Figure 6 shows the load–displacement curves of the unanchored and anchored samples of granite with four different inclination fissures containing αs = 30°, 45°, 60°, and 75°. Among them, the blue curves are the load–displacement curves of each inclined fissure sample under the unanchored condition, while the black color is the result of the sample under anchoring.
Through the comparison of the sample compression process, the results show a strong consistency in the trend of the load–displacement results of the indoor tests and numerical simulation samples, which further validate the numerical model. It can be clearly observed that the ground curves of the anchored samples of each inclined fissure are above the unanchored samples. The curves of each inclined fissure sample under both indoor test conditions and numerical simulation conditions mainly go through the following stages: initial compaction stage, linear elasticity growth stage, nonlinear deformation stage, and post-peak damage stage. The experimental results show that as αs increases from 30° to 75°, the peak load of the anchored sample rises from 301.07 kN to 402.12 kN, representing a 33.5% increase. As αs increases, the peak load levels of anchored samples are increased by 62.72%, 47.97%, 40.99%, and 15.58% compared to unanchored samples.

3.2. Macroscopic Rupture Models

Then, we analyzed the displacement field, rupture surface, and fragmentation field by comparing the displacement field, rupture surface, and fragmentation field of anchored samples containing different αs fissures based on indoor tests and numerical simulation conditions.
(1)
Comparison of displacement field features
Figure 7 illustrates the displacement field results of anchored samples containing different αs fractures based on both indoor tests and numerical simulation conditions. It can be observed that the displacement field results of the test and simulated samples are highly similar. Specifically, the cleft of the sample becomes the demarcation of the displacement field for both the test and simulation results, which means that the tip region of the cleft undergoes a large displacement. The presence of cracks induces an uneven stress distribution within the sample, resulting in localized displacement and deformation. Specifically, stress concentrations form at the crack tips, which in turn, drive crack propagation in these regions. This process cumulatively leads to the overall damage of the sample.
(2)

◆ ◆ ◆ ◆ ◆

> [TO BE DONE]
Reproduce the passage on anchored granite samples from "Comparison of displacement" up to and including "of the sample.", swapping "cleft" for "fissure".

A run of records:

◆ ◆ ◆ ◆ ◆

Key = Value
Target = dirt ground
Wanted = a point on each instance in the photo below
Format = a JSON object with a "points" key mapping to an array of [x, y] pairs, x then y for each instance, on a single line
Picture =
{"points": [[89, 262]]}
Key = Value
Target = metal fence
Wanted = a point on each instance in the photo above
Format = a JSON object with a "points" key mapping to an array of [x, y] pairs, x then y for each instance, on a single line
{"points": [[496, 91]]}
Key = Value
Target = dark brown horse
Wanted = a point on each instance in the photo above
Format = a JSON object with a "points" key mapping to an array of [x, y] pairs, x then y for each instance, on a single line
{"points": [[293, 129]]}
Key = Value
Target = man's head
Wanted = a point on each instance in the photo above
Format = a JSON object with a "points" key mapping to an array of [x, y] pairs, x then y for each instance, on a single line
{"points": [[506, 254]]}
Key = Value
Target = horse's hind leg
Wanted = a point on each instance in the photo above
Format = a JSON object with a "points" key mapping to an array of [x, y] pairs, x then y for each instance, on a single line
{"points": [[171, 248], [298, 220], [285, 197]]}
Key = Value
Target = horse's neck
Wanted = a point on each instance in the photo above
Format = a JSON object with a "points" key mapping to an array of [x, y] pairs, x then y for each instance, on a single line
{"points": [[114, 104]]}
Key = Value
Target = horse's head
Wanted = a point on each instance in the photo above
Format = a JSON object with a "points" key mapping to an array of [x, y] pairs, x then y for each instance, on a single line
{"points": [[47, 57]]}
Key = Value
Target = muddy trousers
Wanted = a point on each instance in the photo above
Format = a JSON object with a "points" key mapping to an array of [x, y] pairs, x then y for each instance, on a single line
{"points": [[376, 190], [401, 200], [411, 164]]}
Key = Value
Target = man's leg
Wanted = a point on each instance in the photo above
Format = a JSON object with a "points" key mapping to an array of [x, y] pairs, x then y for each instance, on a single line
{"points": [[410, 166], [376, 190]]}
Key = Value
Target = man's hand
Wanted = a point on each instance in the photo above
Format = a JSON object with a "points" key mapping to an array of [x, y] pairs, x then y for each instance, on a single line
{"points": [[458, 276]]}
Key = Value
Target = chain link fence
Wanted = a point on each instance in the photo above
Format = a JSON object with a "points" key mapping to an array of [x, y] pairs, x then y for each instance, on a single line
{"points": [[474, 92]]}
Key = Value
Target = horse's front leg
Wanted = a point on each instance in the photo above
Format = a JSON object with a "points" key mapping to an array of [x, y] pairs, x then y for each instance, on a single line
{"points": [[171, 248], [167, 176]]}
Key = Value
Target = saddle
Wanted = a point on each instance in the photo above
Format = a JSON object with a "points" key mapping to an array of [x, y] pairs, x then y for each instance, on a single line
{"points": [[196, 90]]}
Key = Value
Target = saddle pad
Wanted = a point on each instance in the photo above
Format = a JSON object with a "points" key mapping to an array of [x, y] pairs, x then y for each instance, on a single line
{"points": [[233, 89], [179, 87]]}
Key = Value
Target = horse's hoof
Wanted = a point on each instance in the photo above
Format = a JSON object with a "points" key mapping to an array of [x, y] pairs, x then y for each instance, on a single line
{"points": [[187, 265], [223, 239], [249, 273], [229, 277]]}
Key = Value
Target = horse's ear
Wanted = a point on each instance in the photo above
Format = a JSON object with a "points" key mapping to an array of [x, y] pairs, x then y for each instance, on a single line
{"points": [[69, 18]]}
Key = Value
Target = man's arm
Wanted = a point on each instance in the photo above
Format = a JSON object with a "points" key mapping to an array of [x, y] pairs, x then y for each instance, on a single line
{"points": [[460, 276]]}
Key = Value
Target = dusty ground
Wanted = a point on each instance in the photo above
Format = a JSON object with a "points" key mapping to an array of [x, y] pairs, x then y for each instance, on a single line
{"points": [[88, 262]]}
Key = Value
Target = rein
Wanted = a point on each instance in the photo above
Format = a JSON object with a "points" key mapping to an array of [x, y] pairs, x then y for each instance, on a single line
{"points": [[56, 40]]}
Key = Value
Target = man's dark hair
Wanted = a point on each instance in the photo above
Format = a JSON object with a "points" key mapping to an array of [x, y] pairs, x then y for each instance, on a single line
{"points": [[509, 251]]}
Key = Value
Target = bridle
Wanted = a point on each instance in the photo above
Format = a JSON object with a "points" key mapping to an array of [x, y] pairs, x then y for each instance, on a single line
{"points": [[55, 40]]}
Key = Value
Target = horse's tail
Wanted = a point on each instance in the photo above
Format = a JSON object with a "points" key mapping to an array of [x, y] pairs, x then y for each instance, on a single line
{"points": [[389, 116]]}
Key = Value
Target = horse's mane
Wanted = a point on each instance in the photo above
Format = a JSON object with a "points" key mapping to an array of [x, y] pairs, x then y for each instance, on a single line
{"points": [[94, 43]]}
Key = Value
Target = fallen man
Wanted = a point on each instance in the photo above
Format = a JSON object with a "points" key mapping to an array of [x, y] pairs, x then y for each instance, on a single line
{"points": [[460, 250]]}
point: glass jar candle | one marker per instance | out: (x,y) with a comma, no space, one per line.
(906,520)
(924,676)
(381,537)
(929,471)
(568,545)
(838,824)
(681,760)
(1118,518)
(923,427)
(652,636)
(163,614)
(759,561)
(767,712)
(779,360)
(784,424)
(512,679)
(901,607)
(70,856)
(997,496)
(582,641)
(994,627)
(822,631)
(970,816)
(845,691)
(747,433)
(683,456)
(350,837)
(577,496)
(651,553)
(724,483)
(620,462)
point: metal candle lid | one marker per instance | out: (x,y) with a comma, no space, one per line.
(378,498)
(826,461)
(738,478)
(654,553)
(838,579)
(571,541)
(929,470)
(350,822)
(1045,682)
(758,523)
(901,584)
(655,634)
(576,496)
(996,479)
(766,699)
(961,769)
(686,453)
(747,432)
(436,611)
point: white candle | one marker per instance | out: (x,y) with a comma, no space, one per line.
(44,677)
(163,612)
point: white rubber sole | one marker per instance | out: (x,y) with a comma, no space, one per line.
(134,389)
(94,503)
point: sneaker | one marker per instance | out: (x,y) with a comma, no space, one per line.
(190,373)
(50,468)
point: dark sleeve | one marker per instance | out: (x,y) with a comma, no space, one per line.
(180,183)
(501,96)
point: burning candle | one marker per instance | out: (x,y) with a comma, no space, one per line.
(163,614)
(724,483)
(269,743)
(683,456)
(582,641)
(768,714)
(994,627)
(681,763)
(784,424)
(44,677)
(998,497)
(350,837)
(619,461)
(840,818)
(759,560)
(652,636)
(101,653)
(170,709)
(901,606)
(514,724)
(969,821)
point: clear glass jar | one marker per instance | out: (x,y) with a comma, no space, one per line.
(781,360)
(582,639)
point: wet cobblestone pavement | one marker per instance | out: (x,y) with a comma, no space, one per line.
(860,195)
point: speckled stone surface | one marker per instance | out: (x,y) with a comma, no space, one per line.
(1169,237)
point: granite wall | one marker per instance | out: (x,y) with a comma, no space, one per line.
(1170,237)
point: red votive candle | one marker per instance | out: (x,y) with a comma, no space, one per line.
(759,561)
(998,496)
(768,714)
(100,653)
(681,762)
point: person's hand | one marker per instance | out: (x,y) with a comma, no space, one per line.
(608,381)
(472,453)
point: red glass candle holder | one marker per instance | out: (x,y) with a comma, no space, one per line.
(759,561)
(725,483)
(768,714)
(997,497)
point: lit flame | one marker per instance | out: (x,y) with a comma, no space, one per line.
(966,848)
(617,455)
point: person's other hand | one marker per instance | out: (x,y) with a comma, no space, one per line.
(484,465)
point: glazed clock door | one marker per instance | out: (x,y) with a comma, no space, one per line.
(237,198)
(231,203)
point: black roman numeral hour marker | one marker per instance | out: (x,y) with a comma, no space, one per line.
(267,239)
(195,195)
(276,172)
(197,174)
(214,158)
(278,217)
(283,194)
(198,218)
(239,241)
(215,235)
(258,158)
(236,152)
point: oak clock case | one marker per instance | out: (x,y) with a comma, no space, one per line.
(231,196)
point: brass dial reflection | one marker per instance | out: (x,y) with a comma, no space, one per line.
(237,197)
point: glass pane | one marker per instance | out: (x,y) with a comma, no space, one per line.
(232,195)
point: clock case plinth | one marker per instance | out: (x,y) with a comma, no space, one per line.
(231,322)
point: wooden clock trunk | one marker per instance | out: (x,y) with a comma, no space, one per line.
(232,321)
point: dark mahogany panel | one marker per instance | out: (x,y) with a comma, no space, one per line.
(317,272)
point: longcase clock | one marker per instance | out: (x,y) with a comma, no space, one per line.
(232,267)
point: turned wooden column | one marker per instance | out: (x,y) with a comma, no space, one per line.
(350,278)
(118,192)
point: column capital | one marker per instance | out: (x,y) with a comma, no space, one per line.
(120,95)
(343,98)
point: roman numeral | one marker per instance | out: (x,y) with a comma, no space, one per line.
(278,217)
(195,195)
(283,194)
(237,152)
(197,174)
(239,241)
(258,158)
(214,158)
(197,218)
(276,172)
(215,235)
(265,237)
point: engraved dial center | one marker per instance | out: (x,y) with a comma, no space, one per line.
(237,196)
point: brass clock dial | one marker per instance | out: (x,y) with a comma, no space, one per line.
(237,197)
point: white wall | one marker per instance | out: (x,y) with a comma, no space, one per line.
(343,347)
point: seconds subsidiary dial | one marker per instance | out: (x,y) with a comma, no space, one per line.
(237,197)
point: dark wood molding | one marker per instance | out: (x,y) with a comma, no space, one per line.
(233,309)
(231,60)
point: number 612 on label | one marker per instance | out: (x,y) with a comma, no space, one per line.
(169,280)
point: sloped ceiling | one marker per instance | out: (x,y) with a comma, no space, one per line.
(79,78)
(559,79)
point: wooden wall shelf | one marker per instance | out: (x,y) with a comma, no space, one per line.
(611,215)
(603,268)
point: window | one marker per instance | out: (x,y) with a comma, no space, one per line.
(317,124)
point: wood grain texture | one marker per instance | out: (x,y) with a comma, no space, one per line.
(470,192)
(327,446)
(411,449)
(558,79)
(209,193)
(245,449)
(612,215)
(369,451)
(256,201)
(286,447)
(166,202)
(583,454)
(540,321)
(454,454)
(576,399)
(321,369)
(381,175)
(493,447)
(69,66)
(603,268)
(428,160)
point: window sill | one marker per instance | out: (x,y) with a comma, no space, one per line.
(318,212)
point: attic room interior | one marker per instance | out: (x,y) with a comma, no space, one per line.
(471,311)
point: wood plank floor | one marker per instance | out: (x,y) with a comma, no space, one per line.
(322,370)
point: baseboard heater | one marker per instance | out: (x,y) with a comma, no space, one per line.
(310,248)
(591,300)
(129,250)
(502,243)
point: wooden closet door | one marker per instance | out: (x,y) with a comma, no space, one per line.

◆ ◆ ◆ ◆ ◆

> [EXERCISE OUTPUT]
Comparison of displacement field features
Figure 7 illustrates the displacement field results of anchored samples containing different αs fractures based on both indoor tests and numerical simulation conditions. It can be observed that the displacement field results of the test and simulated samples are highly similar. Specifically, the fissure of the sample becomes the demarcation of the displacement field for both the test and simulation results, which means that the tip region of the fissure undergoes a large displacement. The presence of cracks induces an uneven stress distribution within the sample, resulting in localized displacement and deformation. Specifically, stress concentrations form at the crack tips, which in turn, drive crack propagation in these regions. This process cumulatively leads to the overall damage of the sample.